# Bilbao to Valencia



## ChrisWade (Jul 3, 2006)

We're catching the (last?) ferry Portsmouth-Bilbao on Sunday 20th Dec. On arrival, we want to get as quickly as possible down to Kiko at Oliva. We're aiming at doing it in one day, but are probably pushing it at that. 

Does anyone have experience of the route (expecting our satnav to take us Bilbao-Zaragoza-Valencia) - is it quick or slow etc . - and do you know of a safe place to stop for a few hours sleep (probably off the A23 Zaragoza-Valencia) if we don't make it the whole way?


----------



## linal (Mar 14, 2006)

Hi ChrisWade can be done in a day easily. 
If you use the toll motorway down to Zaragoza it will be faster tho I usually use the non toll route.
If my memory serves me well the ferry gets in early morning which will give you plenty daylight driving time.

Enjoy Alex.


----------



## javea (Jun 8, 2007)

linal said:


> Hi ChrisWade can be done in a day easily.
> If you use the toll motorway down to Zaragoza it will be faster tho I usually use the non toll route.
> 
> Enjoy Alex.


Agree with linal (Alex). No problem in one day, there is a new free dual carriageway (motorway standard) all the way from Zaragoza to Sagunto just north of Valencia. If you do feel you need to stop there is a 24 hour petrol station at Sarrion and you can park on a large expanse of (dusty) parking area between the petrol station and the ITV testing facility behind.
Bear in mind not too many fuel stations actually on this new road, if I am getting low after Zaragoza I fill up again at Sarrion no problem then to Javea or Oliva.

I once did Bordeaux to Javea in one day, although I wouldn't like to do that too often!

Regards,

Mike


----------



## SidT (May 9, 2005)

Hi Chriswade. We came across from Biarritz 2 weeks ago. the A23 from Zaragoza 200 miles of fast, free, quiet motorway. we did the 411 mile trip from Biarritz to Benicassim comfortably in a day.
Cheers Sid


----------



## teemyob (Nov 22, 2005)

ChrisWade said:


> We're catching the (last?) ferry Portsmouth-Bilbao on Sunday 20th Dec. On arrival, we want to get as quickly as possible down to Kiko at Oliva. We're aiming at doing it in one day, but are probably pushing it at that.
> 
> Does anyone have experience of the route (expecting our satnav to take us Bilbao-Zaragoza-Valencia) - is it quick or slow etc . - and do you know of a safe place to stop for a few hours sleep (probably off the A23 Zaragoza-Valencia) if we don't make it the whole way?


Wonder how the sailing went?


----------



## searider (Jul 8, 2008)

*bilbao valencia*

hi we always use teruel third turnoff sign on entering teruel look right at roundabout large car lorry park front of sports center supermarket at bottom end police up down all night tthen back out same way next morning heading valencia then ring road


----------



## ChrisWade (Jul 3, 2006)

*Smooth sailing*

This reply may be a little late as we've just got back!

The Dec 20 sailing with P&O to Bilbao was fairly smooth, but the boat was very tired and in need of an urgent refit. As with all ferries, the food was ghastly and there was nothing to do but walk around and read books. I wasn't going to pay double the land rate for movies that I've already seen.

We'll not go that route again until P&O gets a better & quicker boat. We will try the Brittany Ferries 24 hour crossing to Santander if they have it running at the right time. It wasn't available for this trip.

Driving Bilbao-Oliva in a day was comfortable, although would be tiring for older folks at slower speeds (we were on the speed limit all day in our current model Sprinter-based van, which is pretty quick). Road works and traffic in the Bilbao morning rush hour delayed our get-away from the port by at least an hour. These delays will be ongoing for some months.


----------

WHAT YOU SHOULD DO: Decide whether each statement agrees with the thread on driving from Bilbao to Valencia, answering yes or no and quoting the deciding words: (a) The A23 from Zaragoza is described as a toll motorway. (b) A 24 hour petrol station is located at Sarrion. (c) The Brittany Ferries crossing to Santander was available for the trip described. Rely solely on the thread above.

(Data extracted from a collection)
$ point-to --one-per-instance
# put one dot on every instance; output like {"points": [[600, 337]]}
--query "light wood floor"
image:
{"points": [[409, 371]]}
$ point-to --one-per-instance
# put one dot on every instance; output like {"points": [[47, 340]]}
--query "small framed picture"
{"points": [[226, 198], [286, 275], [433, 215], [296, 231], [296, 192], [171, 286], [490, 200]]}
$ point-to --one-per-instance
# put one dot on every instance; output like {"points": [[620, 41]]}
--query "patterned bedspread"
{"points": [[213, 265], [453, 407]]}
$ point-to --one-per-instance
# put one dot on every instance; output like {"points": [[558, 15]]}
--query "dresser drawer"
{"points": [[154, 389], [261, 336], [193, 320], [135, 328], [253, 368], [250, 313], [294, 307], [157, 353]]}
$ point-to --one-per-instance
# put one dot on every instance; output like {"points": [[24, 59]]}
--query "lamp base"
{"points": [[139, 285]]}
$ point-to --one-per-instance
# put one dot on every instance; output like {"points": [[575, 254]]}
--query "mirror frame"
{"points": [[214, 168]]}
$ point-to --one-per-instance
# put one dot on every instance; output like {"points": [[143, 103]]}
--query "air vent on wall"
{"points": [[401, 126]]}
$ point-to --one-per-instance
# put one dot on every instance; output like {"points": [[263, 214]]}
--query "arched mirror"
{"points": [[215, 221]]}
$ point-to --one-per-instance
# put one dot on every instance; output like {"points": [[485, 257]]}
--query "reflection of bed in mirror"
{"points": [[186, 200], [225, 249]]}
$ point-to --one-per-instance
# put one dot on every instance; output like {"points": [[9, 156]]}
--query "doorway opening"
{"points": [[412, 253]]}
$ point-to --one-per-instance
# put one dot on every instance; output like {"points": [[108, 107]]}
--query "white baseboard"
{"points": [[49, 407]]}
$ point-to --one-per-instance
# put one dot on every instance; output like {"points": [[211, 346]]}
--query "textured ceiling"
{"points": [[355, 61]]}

ANSWER IN FULL:
(a) No: "the A23 from Zaragoza 200 miles of fast, free, quiet motorway"
(b) Yes: "there is a 24 hour petrol station at Sarrion"
(c) No: "It wasn't available for this trip."